[Selected excerpt Boundary: Start]
But that did nothing to diminish the sorrow for the Trudeaus. Michel's father and mother, Margaret Trudeau Kemper, 50, were joined by Sacha and eldest son Justin, 26, all visibly shaken, in St. Viateur Roman Catholic Church in Montreal's Outremont quarter on Friday for a private memorial service attended by Gov. Gen. Roméo LeBlanc as well as politicians past and present, along with family and friends. The elder Trudeau read a passage from 1st Corinthians and his sons spoke of their love for the youngest brother. "I remember [Michel] with a smile on his face and a dangerous, mischievous glint in his eye that meant anything could happen, and probably would," Justin later told reporters after the 65-minute service.

Earlier, the forbidding terrain in the police video made evident the challenge facing searchers after Trudeau's three companions were airlifted to safety on Nov. 14. The next day, clouds over Kokanee Lake, nearly a mile higher than Nelson and rimmed with knife-edge mountains, prevented even a reconnaissance flight. Twenty-four hours later, open skies allowed aircraft to drop 15 explosive charges on the slopes overlooking the lake, dislodging buildups of snow that threatened further slides. That cleared the way for RCMP divers to reach the area on Nov. 17. But by then, ice was already so thick at the lake's edge that the divers' light inflatable boat had to be towed over it by a helicopter to reach open water. There, the 1,900-m altitude limited each diver to less than 10 minutes in the ice-cold water. In the end, the effort proved futile: the team returned without the body - but with Michel's Labrador-shepherd cross, Makwa, and a second dog belonging to the girlfriend of another member of the group.
[Selected excerpt Boundary: End]
[Listed entries Boundary: Start]
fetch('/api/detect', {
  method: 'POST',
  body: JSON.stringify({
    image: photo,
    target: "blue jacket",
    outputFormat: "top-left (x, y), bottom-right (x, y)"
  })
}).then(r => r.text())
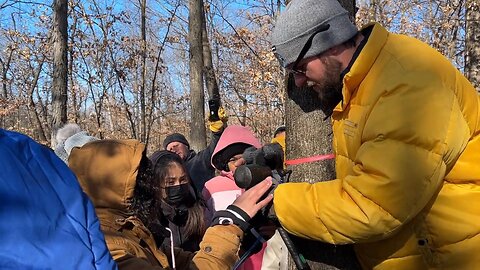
top-left (0, 129), bottom-right (117, 270)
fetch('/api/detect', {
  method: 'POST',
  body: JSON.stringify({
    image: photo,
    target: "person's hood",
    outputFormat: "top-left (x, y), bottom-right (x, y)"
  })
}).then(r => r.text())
top-left (211, 125), bottom-right (262, 170)
top-left (68, 140), bottom-right (145, 212)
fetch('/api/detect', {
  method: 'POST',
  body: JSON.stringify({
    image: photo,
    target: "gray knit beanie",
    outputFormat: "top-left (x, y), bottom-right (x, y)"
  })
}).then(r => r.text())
top-left (271, 0), bottom-right (358, 67)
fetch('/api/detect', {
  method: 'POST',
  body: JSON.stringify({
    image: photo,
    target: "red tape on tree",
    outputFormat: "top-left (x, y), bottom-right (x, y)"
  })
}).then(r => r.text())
top-left (285, 154), bottom-right (335, 165)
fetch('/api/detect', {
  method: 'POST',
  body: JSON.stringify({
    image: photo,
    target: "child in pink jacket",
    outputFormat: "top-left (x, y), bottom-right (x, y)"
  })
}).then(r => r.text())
top-left (202, 125), bottom-right (265, 270)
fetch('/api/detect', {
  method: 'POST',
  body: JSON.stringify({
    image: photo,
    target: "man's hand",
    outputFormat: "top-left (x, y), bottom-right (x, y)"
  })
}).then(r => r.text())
top-left (233, 177), bottom-right (273, 218)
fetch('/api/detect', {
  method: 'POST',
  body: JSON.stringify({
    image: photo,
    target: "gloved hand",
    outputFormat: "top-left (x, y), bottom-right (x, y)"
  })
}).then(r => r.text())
top-left (208, 107), bottom-right (228, 133)
top-left (208, 97), bottom-right (228, 133)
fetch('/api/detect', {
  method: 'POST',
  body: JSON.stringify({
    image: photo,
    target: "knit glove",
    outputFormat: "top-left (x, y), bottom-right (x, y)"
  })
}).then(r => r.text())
top-left (208, 107), bottom-right (228, 133)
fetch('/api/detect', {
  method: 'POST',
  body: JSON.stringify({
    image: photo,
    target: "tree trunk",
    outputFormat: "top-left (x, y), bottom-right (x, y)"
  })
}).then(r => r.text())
top-left (51, 0), bottom-right (68, 147)
top-left (202, 2), bottom-right (220, 98)
top-left (285, 0), bottom-right (359, 269)
top-left (139, 0), bottom-right (147, 142)
top-left (465, 0), bottom-right (480, 92)
top-left (188, 0), bottom-right (207, 151)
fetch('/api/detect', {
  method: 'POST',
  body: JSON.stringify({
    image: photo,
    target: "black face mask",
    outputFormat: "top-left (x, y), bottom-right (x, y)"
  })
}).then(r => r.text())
top-left (165, 184), bottom-right (192, 206)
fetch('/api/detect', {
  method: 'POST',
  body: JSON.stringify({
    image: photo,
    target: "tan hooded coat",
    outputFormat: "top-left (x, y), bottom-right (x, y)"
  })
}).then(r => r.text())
top-left (69, 140), bottom-right (243, 270)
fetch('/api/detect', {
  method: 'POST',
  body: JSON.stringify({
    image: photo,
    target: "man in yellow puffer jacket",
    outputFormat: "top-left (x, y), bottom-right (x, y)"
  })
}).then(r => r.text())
top-left (272, 0), bottom-right (480, 269)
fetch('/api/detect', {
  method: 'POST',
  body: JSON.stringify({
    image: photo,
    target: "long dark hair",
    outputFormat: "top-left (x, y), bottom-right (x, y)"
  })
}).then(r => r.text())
top-left (150, 150), bottom-right (207, 240)
top-left (130, 153), bottom-right (166, 244)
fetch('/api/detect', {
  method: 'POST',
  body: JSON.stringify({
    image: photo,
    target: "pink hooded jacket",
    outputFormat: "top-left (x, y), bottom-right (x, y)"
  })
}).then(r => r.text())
top-left (202, 125), bottom-right (265, 270)
top-left (202, 125), bottom-right (262, 212)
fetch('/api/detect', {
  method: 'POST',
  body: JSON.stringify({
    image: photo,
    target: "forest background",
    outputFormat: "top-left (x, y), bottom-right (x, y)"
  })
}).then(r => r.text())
top-left (0, 0), bottom-right (480, 151)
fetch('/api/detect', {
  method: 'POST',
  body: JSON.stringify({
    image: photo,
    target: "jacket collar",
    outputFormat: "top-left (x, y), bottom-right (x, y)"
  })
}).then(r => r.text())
top-left (334, 23), bottom-right (389, 111)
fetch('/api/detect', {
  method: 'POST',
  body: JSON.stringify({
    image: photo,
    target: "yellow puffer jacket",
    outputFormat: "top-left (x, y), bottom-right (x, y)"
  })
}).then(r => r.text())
top-left (274, 24), bottom-right (480, 270)
top-left (68, 140), bottom-right (243, 270)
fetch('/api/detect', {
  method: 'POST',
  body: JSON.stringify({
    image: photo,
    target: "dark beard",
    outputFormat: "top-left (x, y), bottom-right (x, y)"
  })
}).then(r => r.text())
top-left (312, 58), bottom-right (343, 117)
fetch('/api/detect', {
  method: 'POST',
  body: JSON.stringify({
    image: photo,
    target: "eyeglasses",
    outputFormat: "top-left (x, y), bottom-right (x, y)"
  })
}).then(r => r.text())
top-left (287, 23), bottom-right (330, 76)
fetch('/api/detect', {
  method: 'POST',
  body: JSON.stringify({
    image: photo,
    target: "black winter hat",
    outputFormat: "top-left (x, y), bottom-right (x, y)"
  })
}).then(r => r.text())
top-left (163, 133), bottom-right (190, 149)
top-left (212, 143), bottom-right (251, 171)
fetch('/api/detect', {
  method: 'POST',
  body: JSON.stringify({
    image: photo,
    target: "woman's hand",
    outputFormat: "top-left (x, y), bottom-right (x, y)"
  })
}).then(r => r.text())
top-left (233, 177), bottom-right (273, 218)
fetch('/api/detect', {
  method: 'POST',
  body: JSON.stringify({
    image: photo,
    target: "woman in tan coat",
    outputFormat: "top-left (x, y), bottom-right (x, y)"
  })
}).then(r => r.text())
top-left (69, 140), bottom-right (272, 270)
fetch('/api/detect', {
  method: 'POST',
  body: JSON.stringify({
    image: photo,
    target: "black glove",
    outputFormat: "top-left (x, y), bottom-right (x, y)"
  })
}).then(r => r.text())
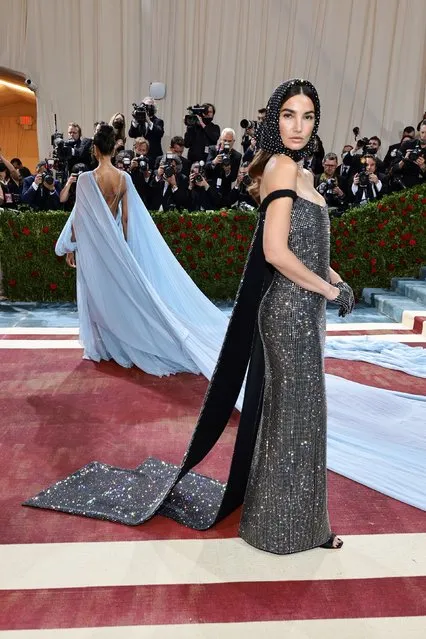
top-left (333, 282), bottom-right (355, 317)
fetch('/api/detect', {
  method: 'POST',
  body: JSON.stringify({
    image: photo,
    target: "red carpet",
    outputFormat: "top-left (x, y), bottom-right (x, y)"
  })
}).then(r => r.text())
top-left (0, 350), bottom-right (426, 639)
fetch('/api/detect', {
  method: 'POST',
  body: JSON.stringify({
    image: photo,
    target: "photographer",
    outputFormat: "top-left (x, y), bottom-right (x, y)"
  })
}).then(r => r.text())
top-left (351, 154), bottom-right (387, 205)
top-left (151, 153), bottom-right (188, 211)
top-left (389, 120), bottom-right (426, 188)
top-left (0, 149), bottom-right (21, 208)
top-left (155, 135), bottom-right (191, 177)
top-left (314, 153), bottom-right (346, 210)
top-left (22, 160), bottom-right (60, 211)
top-left (59, 163), bottom-right (87, 211)
top-left (188, 160), bottom-right (221, 211)
top-left (129, 138), bottom-right (152, 209)
top-left (206, 128), bottom-right (241, 198)
top-left (129, 96), bottom-right (164, 166)
top-left (184, 102), bottom-right (220, 164)
top-left (222, 162), bottom-right (257, 209)
top-left (52, 122), bottom-right (92, 173)
top-left (383, 126), bottom-right (416, 171)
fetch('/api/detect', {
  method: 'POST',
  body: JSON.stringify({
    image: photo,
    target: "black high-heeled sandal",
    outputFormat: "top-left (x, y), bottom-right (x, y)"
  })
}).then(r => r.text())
top-left (320, 533), bottom-right (343, 550)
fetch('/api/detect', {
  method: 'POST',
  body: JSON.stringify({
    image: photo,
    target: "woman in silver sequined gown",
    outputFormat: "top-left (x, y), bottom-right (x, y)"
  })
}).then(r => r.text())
top-left (240, 81), bottom-right (350, 554)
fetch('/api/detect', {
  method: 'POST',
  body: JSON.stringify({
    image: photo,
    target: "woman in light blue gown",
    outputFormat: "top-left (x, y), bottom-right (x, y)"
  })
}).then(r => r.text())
top-left (56, 124), bottom-right (227, 378)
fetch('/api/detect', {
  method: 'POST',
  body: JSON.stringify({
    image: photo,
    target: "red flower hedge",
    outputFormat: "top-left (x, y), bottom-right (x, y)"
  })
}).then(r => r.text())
top-left (0, 186), bottom-right (426, 301)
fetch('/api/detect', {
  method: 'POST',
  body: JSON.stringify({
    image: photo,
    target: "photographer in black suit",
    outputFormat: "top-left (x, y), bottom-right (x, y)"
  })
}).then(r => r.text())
top-left (383, 126), bottom-right (416, 171)
top-left (184, 102), bottom-right (220, 164)
top-left (188, 160), bottom-right (222, 211)
top-left (150, 153), bottom-right (188, 211)
top-left (351, 154), bottom-right (388, 205)
top-left (222, 162), bottom-right (258, 210)
top-left (55, 122), bottom-right (92, 173)
top-left (389, 120), bottom-right (426, 188)
top-left (206, 128), bottom-right (241, 198)
top-left (129, 96), bottom-right (164, 166)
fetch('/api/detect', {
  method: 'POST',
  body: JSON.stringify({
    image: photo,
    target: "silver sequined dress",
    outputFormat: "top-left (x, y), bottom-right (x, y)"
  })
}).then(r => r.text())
top-left (240, 197), bottom-right (331, 554)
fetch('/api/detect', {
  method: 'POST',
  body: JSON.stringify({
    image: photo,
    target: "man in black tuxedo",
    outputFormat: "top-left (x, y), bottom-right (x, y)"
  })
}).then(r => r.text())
top-left (22, 161), bottom-right (61, 211)
top-left (184, 102), bottom-right (220, 164)
top-left (58, 122), bottom-right (92, 173)
top-left (383, 126), bottom-right (416, 171)
top-left (150, 153), bottom-right (188, 211)
top-left (155, 135), bottom-right (191, 177)
top-left (391, 120), bottom-right (426, 188)
top-left (129, 96), bottom-right (164, 165)
top-left (206, 128), bottom-right (241, 197)
top-left (351, 154), bottom-right (388, 205)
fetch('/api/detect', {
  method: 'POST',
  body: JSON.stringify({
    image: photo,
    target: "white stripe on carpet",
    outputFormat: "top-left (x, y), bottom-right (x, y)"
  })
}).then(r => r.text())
top-left (0, 617), bottom-right (426, 639)
top-left (0, 532), bottom-right (426, 590)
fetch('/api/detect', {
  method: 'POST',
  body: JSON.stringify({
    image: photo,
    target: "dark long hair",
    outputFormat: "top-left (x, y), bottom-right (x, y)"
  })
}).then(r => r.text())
top-left (247, 84), bottom-right (316, 204)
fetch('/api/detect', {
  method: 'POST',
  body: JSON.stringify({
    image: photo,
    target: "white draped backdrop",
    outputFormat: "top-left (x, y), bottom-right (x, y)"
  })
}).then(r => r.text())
top-left (0, 0), bottom-right (426, 157)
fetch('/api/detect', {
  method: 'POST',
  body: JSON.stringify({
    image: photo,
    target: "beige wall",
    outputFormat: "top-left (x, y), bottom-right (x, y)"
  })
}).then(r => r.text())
top-left (0, 100), bottom-right (39, 171)
top-left (0, 0), bottom-right (426, 161)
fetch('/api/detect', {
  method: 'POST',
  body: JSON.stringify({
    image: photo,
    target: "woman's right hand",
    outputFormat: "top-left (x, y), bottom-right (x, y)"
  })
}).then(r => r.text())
top-left (66, 253), bottom-right (77, 268)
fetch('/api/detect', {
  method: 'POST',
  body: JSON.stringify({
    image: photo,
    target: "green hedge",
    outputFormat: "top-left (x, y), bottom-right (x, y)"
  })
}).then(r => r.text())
top-left (0, 186), bottom-right (426, 301)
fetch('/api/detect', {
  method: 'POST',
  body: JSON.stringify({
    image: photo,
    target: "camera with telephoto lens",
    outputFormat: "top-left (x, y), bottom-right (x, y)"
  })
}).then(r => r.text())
top-left (132, 102), bottom-right (155, 124)
top-left (358, 169), bottom-right (370, 189)
top-left (163, 153), bottom-right (176, 179)
top-left (221, 142), bottom-right (231, 166)
top-left (240, 118), bottom-right (258, 130)
top-left (41, 169), bottom-right (55, 186)
top-left (194, 160), bottom-right (204, 184)
top-left (51, 132), bottom-right (75, 160)
top-left (183, 104), bottom-right (206, 126)
top-left (406, 146), bottom-right (426, 162)
top-left (133, 155), bottom-right (149, 173)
[Listed entries Boundary: End]
The problem -
Answer these questions from the Trudeau excerpt.
(a) Which book of the Bible did the elder Trudeau read a passage from at the memorial service?
(b) How many explosive charges did aircraft drop on the slopes overlooking Kokanee Lake?
(c) What was the name of Michel's dog that the team brought back?

Reply -
(a) 1st Corinthians
(b) 15
(c) Makwa